BEGIN

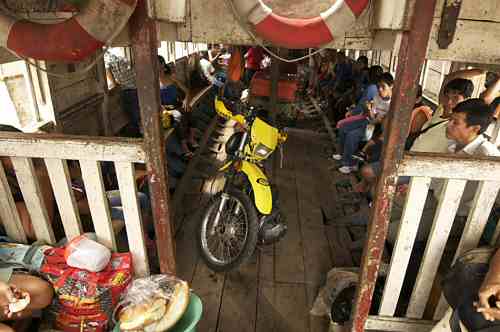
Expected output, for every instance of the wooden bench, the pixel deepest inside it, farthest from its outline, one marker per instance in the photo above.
(455, 172)
(56, 150)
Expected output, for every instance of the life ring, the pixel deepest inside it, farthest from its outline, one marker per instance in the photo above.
(72, 40)
(301, 33)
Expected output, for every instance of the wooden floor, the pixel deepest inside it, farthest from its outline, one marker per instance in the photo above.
(275, 290)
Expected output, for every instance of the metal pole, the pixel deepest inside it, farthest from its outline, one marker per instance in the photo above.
(411, 57)
(275, 77)
(144, 41)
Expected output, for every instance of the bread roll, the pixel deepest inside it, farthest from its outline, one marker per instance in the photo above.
(136, 317)
(23, 299)
(175, 309)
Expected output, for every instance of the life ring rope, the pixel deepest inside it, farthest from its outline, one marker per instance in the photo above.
(301, 33)
(72, 40)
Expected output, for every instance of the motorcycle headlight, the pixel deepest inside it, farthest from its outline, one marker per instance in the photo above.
(262, 151)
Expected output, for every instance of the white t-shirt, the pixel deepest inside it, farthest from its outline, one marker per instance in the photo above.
(381, 106)
(207, 69)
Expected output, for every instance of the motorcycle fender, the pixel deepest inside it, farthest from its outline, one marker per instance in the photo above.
(225, 166)
(261, 188)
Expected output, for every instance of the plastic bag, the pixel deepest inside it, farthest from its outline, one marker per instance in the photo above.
(87, 254)
(84, 301)
(153, 304)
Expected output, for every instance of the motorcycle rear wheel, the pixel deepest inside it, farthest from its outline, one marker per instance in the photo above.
(235, 237)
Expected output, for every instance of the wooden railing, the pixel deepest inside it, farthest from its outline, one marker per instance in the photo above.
(89, 152)
(455, 172)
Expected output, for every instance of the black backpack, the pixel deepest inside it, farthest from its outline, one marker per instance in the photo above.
(412, 137)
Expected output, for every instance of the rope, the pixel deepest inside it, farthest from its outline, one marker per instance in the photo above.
(259, 42)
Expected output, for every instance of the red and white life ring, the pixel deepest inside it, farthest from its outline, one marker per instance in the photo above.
(301, 33)
(72, 40)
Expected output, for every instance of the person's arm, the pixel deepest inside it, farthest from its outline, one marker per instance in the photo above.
(111, 79)
(418, 122)
(491, 92)
(186, 91)
(489, 288)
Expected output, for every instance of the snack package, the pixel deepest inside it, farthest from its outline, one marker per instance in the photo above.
(87, 254)
(84, 300)
(153, 304)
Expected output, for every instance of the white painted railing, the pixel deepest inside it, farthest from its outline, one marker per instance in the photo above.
(455, 172)
(89, 152)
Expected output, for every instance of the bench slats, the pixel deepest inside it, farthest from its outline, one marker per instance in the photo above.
(8, 212)
(33, 198)
(61, 184)
(484, 200)
(443, 221)
(98, 202)
(410, 220)
(133, 220)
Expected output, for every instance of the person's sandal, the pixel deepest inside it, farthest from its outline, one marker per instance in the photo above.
(187, 156)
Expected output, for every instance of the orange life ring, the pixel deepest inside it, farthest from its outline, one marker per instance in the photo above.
(301, 33)
(72, 40)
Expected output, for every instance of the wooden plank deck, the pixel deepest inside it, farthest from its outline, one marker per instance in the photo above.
(275, 290)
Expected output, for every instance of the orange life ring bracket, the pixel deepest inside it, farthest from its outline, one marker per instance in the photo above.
(301, 33)
(69, 41)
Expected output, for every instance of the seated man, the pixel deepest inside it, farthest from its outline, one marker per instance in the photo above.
(353, 133)
(465, 129)
(421, 114)
(475, 308)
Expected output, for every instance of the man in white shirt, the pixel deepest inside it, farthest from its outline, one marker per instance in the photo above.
(464, 130)
(207, 68)
(434, 139)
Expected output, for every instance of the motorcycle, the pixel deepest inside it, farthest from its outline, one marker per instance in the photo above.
(245, 213)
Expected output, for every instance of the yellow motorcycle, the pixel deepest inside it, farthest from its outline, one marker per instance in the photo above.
(245, 213)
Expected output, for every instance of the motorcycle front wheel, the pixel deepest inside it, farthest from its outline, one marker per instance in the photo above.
(233, 240)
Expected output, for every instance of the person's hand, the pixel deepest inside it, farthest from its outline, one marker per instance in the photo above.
(7, 296)
(487, 290)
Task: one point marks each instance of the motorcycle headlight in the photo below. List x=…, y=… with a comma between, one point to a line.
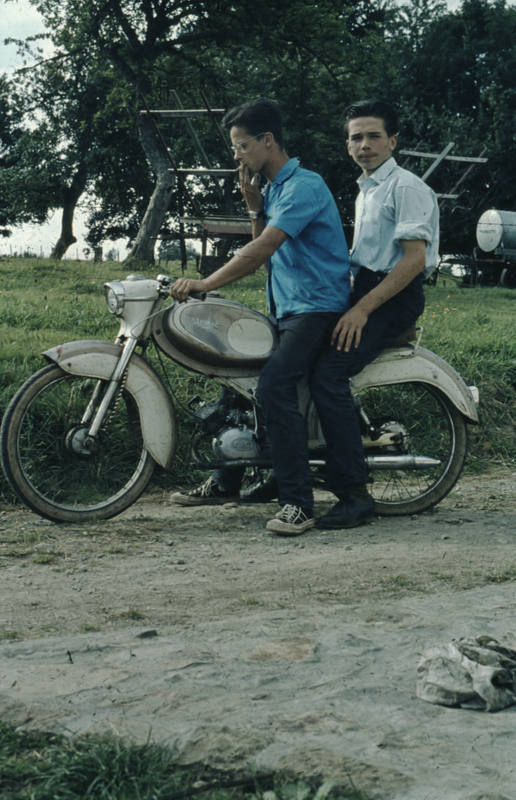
x=115, y=297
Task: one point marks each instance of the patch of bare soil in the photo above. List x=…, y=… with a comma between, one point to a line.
x=199, y=627
x=164, y=564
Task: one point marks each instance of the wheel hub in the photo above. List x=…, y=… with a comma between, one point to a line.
x=79, y=444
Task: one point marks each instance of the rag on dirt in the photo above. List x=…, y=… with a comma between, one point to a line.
x=477, y=673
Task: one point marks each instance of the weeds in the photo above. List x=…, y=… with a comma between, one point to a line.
x=132, y=613
x=44, y=766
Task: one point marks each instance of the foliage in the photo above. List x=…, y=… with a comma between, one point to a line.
x=44, y=766
x=46, y=302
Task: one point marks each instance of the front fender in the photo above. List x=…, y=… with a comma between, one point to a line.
x=97, y=359
x=408, y=364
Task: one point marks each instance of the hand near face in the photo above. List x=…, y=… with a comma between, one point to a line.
x=249, y=186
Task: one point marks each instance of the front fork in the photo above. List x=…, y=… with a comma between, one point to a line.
x=109, y=395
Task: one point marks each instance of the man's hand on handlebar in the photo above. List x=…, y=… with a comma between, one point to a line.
x=183, y=287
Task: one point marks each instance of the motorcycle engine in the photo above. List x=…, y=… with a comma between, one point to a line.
x=237, y=442
x=232, y=431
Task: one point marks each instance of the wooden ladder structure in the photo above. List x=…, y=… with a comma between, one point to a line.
x=205, y=227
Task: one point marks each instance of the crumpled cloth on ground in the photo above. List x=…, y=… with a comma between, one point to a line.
x=478, y=672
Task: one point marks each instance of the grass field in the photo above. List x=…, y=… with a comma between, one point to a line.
x=43, y=766
x=44, y=303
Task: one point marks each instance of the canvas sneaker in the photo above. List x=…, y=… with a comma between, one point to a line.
x=207, y=494
x=292, y=521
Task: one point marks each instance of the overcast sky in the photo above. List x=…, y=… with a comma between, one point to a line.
x=19, y=20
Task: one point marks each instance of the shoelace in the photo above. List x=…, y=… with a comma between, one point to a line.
x=290, y=513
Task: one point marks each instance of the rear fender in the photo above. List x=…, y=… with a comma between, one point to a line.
x=409, y=364
x=97, y=359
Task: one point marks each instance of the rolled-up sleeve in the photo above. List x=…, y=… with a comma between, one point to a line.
x=417, y=215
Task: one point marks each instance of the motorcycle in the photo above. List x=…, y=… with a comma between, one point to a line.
x=82, y=437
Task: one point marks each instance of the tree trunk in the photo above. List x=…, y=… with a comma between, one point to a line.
x=71, y=196
x=145, y=242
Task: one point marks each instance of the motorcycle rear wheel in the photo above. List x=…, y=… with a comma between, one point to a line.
x=430, y=426
x=45, y=469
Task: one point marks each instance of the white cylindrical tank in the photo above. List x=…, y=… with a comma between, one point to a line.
x=497, y=229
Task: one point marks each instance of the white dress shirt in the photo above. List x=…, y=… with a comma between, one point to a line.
x=393, y=205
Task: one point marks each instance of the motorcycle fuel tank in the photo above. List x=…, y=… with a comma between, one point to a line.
x=216, y=333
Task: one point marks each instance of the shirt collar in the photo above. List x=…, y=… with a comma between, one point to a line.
x=380, y=174
x=286, y=171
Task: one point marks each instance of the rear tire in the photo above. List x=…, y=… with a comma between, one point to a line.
x=432, y=426
x=45, y=467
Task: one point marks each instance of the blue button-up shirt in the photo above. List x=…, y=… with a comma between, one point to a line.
x=393, y=205
x=310, y=271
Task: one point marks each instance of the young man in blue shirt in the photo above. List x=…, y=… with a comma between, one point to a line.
x=298, y=232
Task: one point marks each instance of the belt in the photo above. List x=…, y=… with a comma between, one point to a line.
x=371, y=273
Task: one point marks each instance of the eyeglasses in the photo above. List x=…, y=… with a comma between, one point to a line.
x=242, y=145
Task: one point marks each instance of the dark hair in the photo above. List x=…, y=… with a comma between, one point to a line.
x=373, y=108
x=257, y=116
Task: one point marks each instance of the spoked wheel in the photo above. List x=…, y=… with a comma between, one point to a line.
x=47, y=460
x=424, y=423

END

• **Problem description**
Where the line containing "Task: one point marks each instance of the dark" appears, begin a word-for-word copy and carry it through the last line of the listing, leaving out all other lines.

• **Response to the task**
Task: one point marks each instance of the dark hair in the photo above. List x=…, y=… with a comma between, one point to a line.
x=373, y=108
x=257, y=116
Task: one point marks each instance of the spoked wheel in the photo above. List x=…, y=… with a comma between, one point to a line.
x=47, y=460
x=424, y=423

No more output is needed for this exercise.